## [Directions for this task]
Report how many lines of the records contain the string "xmin", with case counting. Give only the number.

━━━━

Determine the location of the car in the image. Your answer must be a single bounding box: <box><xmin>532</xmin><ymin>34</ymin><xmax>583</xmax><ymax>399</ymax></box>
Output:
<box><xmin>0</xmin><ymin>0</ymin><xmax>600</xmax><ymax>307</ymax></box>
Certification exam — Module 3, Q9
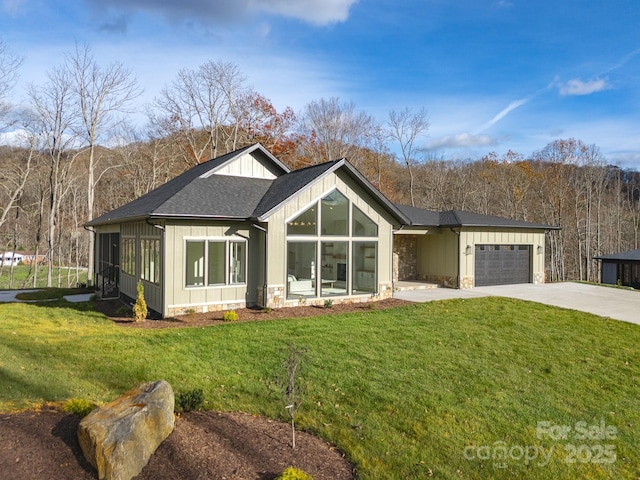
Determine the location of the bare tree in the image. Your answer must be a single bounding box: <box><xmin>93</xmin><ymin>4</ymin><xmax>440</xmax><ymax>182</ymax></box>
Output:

━━━━

## [Output]
3